___ Records for the exercise ___

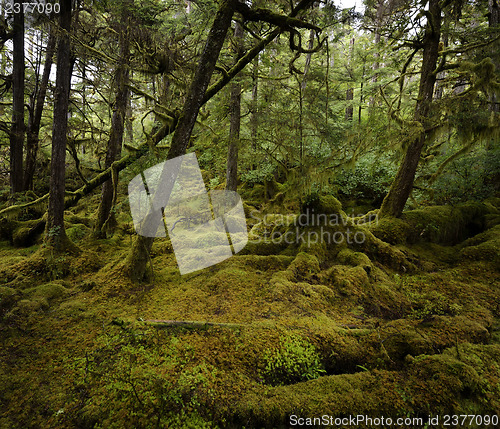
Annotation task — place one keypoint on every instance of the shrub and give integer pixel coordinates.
(295, 360)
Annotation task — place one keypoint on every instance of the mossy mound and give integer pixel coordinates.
(484, 246)
(391, 230)
(446, 224)
(436, 224)
(8, 297)
(27, 232)
(441, 383)
(321, 204)
(48, 291)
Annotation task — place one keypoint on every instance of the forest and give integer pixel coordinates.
(249, 213)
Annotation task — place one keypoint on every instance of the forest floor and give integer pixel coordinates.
(405, 325)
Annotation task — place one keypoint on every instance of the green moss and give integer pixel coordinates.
(27, 232)
(304, 266)
(47, 291)
(484, 246)
(446, 224)
(390, 230)
(77, 232)
(8, 297)
(348, 257)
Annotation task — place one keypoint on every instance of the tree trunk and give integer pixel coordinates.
(55, 235)
(399, 192)
(235, 119)
(17, 130)
(137, 260)
(254, 117)
(379, 21)
(108, 193)
(349, 96)
(32, 136)
(494, 21)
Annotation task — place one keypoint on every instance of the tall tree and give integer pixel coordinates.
(35, 113)
(121, 78)
(399, 192)
(494, 21)
(138, 258)
(55, 235)
(18, 128)
(235, 117)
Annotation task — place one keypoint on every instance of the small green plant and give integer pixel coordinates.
(295, 360)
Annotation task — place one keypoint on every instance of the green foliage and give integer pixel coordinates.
(295, 360)
(370, 179)
(471, 177)
(150, 375)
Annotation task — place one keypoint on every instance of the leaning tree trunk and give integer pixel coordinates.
(137, 260)
(108, 194)
(235, 121)
(349, 95)
(17, 130)
(55, 234)
(32, 135)
(494, 21)
(399, 192)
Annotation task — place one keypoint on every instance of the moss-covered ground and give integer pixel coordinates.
(404, 324)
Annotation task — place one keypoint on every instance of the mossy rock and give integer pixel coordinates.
(266, 263)
(7, 227)
(27, 232)
(263, 247)
(8, 297)
(346, 280)
(28, 306)
(446, 224)
(315, 248)
(48, 291)
(304, 266)
(483, 247)
(77, 232)
(391, 230)
(349, 257)
(321, 204)
(74, 308)
(77, 220)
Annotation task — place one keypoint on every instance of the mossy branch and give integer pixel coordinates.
(284, 22)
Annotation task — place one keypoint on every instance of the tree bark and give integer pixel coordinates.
(235, 119)
(494, 21)
(32, 136)
(400, 190)
(55, 234)
(108, 193)
(18, 128)
(138, 258)
(349, 96)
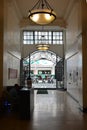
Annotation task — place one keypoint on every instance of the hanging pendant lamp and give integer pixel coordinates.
(42, 13)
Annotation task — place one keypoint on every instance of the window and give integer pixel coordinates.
(46, 37)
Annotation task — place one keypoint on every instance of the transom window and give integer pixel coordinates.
(46, 37)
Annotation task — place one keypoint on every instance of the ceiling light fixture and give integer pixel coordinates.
(42, 13)
(42, 47)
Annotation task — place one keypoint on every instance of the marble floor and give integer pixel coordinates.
(53, 111)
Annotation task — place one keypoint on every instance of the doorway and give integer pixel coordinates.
(45, 71)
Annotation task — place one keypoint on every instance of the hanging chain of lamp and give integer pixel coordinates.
(42, 13)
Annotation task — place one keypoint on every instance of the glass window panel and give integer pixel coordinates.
(49, 37)
(61, 33)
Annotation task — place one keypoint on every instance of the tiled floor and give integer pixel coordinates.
(53, 111)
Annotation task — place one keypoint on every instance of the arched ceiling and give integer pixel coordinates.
(61, 7)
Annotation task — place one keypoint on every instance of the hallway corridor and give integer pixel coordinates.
(53, 111)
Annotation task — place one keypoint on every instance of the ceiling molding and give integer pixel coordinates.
(70, 6)
(58, 22)
(17, 10)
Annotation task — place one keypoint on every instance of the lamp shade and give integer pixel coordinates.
(42, 13)
(42, 47)
(42, 16)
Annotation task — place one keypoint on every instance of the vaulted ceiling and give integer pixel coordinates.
(61, 7)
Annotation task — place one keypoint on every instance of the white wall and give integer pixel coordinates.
(74, 54)
(11, 52)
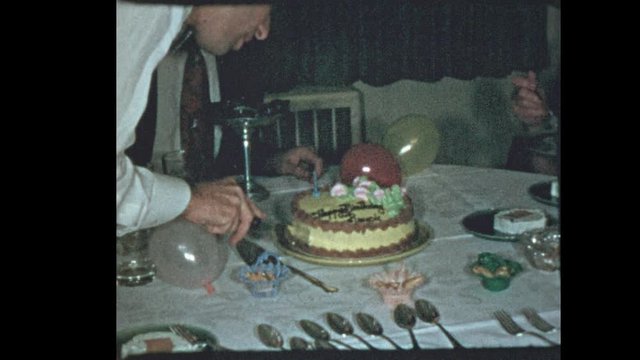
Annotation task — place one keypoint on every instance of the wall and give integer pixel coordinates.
(474, 117)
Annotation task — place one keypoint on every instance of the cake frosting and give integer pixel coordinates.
(517, 221)
(361, 220)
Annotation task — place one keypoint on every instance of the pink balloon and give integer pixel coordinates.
(186, 255)
(373, 161)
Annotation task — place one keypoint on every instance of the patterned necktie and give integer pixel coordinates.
(196, 133)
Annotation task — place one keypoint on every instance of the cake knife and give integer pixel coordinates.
(250, 251)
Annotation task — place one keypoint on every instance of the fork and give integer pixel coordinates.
(514, 329)
(535, 320)
(194, 339)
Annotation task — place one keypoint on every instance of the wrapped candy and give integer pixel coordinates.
(263, 278)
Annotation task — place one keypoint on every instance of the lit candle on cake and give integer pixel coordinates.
(316, 192)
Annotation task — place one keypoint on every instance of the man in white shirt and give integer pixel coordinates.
(144, 34)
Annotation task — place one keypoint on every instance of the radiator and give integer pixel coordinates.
(328, 119)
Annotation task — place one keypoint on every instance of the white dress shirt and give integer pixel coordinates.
(144, 34)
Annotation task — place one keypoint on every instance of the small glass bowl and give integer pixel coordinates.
(542, 247)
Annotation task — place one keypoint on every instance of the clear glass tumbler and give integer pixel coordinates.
(133, 264)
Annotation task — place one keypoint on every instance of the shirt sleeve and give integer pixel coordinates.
(143, 36)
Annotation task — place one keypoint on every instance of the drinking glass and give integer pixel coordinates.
(133, 264)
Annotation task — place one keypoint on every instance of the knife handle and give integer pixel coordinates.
(312, 279)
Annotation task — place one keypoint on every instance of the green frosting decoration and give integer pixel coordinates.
(496, 272)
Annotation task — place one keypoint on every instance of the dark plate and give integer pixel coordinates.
(542, 192)
(480, 223)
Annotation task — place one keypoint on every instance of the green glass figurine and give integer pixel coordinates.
(496, 272)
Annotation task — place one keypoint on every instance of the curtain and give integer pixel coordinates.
(332, 43)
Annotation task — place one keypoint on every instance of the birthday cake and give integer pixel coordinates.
(362, 220)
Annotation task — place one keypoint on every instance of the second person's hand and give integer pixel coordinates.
(222, 208)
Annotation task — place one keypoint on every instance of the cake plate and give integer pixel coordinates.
(422, 239)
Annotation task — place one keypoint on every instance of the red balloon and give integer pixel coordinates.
(373, 161)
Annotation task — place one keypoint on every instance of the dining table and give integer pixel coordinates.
(443, 196)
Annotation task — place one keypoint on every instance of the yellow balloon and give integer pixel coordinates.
(414, 140)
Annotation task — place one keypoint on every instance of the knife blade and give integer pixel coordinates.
(250, 251)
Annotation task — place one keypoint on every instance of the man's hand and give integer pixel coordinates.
(222, 207)
(297, 162)
(529, 102)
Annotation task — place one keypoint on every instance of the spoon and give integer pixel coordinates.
(405, 317)
(371, 326)
(427, 312)
(270, 336)
(343, 327)
(298, 343)
(324, 345)
(319, 333)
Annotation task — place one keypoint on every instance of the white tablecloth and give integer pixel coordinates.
(442, 195)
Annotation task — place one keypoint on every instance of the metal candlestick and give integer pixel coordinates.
(244, 119)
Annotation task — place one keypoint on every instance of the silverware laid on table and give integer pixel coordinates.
(319, 333)
(371, 326)
(324, 345)
(405, 317)
(270, 336)
(427, 312)
(249, 252)
(514, 329)
(298, 343)
(539, 323)
(343, 327)
(193, 339)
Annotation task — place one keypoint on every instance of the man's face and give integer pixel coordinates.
(221, 28)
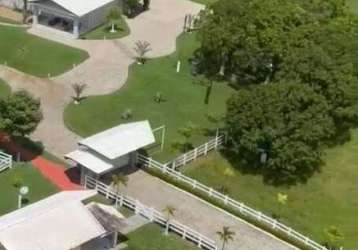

___

Exercise objective
Please count how many lines of the items above contain the string "trunk", matching case exactly, and give only that number.

Task solution
2